> [WRITTEN TASK]:
Render each of the rows below as an item in a numbered list, leaving out any blank lines.

++++++++++

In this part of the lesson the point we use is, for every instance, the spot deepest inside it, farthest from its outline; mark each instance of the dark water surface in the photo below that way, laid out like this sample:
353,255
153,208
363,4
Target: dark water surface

++++++++++

> [WRITTEN RESPONSE]:
1. In this part of the lesson the point we use is, for every instance, the spot deepest inside it, farthest from its outline; mark each instance of the dark water surface in the photo below that way, laid out like this sample:
2. 353,255
3. 153,208
4. 363,4
5. Target: dark water surface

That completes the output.